RECORD EXTRACTS:
* BEGIN *

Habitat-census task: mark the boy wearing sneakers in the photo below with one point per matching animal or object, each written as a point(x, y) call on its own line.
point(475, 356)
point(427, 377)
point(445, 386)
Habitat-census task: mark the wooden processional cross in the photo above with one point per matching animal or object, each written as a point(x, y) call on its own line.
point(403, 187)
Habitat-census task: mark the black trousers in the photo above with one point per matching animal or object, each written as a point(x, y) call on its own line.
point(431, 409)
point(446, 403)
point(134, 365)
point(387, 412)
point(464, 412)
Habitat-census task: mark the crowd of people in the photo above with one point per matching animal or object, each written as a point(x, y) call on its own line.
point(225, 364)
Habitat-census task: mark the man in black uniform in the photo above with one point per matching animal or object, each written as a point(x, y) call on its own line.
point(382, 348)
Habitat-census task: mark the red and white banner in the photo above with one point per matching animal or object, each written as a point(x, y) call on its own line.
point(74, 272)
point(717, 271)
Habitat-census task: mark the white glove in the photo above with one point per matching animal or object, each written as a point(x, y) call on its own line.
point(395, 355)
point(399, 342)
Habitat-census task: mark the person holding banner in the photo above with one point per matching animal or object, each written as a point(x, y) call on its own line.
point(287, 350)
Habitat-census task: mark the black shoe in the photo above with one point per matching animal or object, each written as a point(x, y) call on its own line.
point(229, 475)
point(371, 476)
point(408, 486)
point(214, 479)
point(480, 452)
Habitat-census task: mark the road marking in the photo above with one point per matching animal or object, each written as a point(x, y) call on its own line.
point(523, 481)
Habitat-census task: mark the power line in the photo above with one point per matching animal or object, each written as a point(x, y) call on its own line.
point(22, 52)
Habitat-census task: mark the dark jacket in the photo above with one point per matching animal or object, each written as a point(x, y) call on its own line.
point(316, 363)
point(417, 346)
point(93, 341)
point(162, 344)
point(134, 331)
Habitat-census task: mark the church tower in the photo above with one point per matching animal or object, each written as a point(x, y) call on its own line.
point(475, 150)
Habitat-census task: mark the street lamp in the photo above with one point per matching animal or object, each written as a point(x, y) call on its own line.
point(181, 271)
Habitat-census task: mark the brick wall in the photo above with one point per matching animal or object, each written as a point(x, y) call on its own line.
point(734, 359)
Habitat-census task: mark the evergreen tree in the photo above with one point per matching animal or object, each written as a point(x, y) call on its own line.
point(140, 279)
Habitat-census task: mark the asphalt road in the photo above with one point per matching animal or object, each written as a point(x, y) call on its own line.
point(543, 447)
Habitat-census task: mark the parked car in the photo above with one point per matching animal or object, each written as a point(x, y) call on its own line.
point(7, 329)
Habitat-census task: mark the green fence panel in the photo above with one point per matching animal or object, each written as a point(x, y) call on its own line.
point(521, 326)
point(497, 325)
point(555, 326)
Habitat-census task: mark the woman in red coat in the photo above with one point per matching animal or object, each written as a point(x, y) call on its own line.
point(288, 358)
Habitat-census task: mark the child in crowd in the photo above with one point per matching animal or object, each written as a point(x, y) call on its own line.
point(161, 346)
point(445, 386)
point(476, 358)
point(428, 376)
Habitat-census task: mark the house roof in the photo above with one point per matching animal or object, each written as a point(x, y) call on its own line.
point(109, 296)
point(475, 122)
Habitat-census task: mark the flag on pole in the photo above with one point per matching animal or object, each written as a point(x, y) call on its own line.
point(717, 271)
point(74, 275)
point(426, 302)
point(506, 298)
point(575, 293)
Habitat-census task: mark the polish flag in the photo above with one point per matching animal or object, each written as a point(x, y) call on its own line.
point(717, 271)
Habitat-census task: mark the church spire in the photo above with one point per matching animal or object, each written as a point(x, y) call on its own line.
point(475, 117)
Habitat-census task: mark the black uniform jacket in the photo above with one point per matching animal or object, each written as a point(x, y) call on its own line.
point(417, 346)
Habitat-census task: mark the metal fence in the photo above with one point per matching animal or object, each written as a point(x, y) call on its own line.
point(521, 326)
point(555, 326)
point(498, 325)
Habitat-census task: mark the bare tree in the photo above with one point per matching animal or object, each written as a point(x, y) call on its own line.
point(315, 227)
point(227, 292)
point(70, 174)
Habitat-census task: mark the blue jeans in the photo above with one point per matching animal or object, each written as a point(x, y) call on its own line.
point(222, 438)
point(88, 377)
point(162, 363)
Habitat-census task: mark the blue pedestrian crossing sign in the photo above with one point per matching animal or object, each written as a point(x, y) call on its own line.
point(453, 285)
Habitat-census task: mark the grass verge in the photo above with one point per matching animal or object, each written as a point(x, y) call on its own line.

* END *

Rewrite every one of the lines above with "Habitat-census task" swapped for "Object-marking task" each time it occurs, keeping everything else as it is.

SOLVED EXERCISE:
Object-marking task: mark the boy wearing sneakers in the photo below with one point per matching animal or object, each written as a point(x, y) call on its own line.
point(475, 356)
point(427, 377)
point(445, 386)
Object-marking task: mark the wooden processional cross in the photo above with one point per matching animal or object, each written as a point(x, y) call on its own line.
point(403, 187)
Object-marking task: mark the black trousers in the photo above with one point per matching animal or object, each written as a point(x, y) call on its own line.
point(431, 409)
point(446, 403)
point(134, 365)
point(387, 412)
point(464, 412)
Object-marking task: mark the crowd of people in the photo above with one point per matching animal or object, each written as a point(x, y) call on its own line.
point(225, 364)
Object-marking task: mark the man in black uniform in the photo above with one point per matching animal or object, each written as a point(x, y) call on its own line.
point(382, 348)
Object-marking task: mark the red and white banner in the photo above with one point per matching animal or object, each written as a point(x, y) call on its own line.
point(74, 272)
point(717, 271)
Object-marking task: mark the white glove in the photo above with one point per matching animal or object, each written as a point(x, y) call on its own line.
point(395, 355)
point(399, 342)
Object-marking task: mark the person holding banner in the photo above with one point per matching animal or object, each written as a point(x, y) call on its own line.
point(287, 350)
Object-marking task: mark the black shoe in the photo above with one point per matching animal or object, each written as a point(x, y) call on its own line.
point(229, 475)
point(371, 476)
point(408, 486)
point(214, 479)
point(480, 452)
Object-marking task: mark the road marking in the photo above with one point per matching animal or object, each written as a point(x, y) call on its own line.
point(523, 481)
Object-marking task: mark the power line in the photo above with one point per matching animal or object, each written as a point(x, y) call on its own line.
point(22, 52)
Object-marking task: mark the dark jacket in the photo above with one point per matching animal or object, each written as a point(x, y) call on its own line.
point(316, 363)
point(417, 346)
point(93, 341)
point(162, 344)
point(134, 331)
Object-marking task: mark the church tower in the photo above with one point per matching animal or object, each written as a point(x, y) call on its own line.
point(475, 150)
Object-marking task: mark the street lamp in the photo above with one point per matching animal or object, each written as a point(x, y) call on its own line.
point(181, 271)
Object-marking task: mark the brick wall in the photo above with one point per matching animal or object, each written as a point(x, y) call on its own line.
point(734, 359)
Object-marking task: mark the evergreen tree in the photo above with one point per matching animal or object, each written as a point(x, y) call on its own line.
point(140, 279)
Object-marking task: mark the asphalt road in the photo above with one point per matching animal or object, each written as a point(x, y) call on its own line.
point(543, 447)
Object-marking task: mark the parked car in the photo above with one point per matching animal or object, each written as a point(x, y) call on its own line.
point(7, 329)
Object-marking task: mark the green fence panel in the photo above with one point per matching animal or object, each written as a point(x, y) call on its own line.
point(521, 326)
point(497, 325)
point(555, 326)
Object-marking task: mark the woman in red coat in the photo above with one point per matching animal or object, each written as a point(x, y) call on its own line.
point(288, 358)
Object-marking task: mark the child in crowd in the photo above with one point per matching animal or object, each written as a point(x, y) call on its own line.
point(161, 346)
point(445, 386)
point(476, 358)
point(428, 376)
Object-marking task: mark the house roof in the photo above with one point per matching animal or object, each written as a point(x, y) call on its own line.
point(109, 296)
point(475, 122)
Object-marking task: mark the flag on pole in the photo above with one point per matching animal or object, each written as a point(x, y) call on its own line.
point(717, 271)
point(74, 275)
point(426, 302)
point(506, 298)
point(575, 293)
Object-marking task: mark the polish flag in the photo above with one point per matching animal or object, each written as a point(x, y) call on its own line.
point(717, 271)
Object-marking task: mark the church spire in the photo above with one point per matching animal or object, each written as a point(x, y) call on its own line.
point(475, 117)
Object-marking task: mark the black uniform jacket in the photo above with one point per matching animal or object, each written as a point(x, y) call on its own line.
point(417, 346)
Object-marking task: mark the metal fence in the photo above with one point per matching animal or object, each written as a point(x, y) call on its own line.
point(521, 326)
point(555, 326)
point(498, 325)
Object-marking task: mark the bare tree in the photo above with one point per matching animal or object, each written as a point(x, y) call on its own line.
point(315, 227)
point(227, 292)
point(70, 174)
Object-marking task: mark the blue jeans in the photo above with one point per matching animal or object, each written as a point(x, y) call on its own line.
point(222, 438)
point(88, 377)
point(162, 363)
Object-marking task: mark the blue pedestrian crossing sign in the photo above with one point per matching animal or object, each written as a point(x, y) call on its own line.
point(453, 285)
Object-marking task: mark the grass verge in the photo above with one point per matching animal or object, each written as a point(x, y) call on its own line.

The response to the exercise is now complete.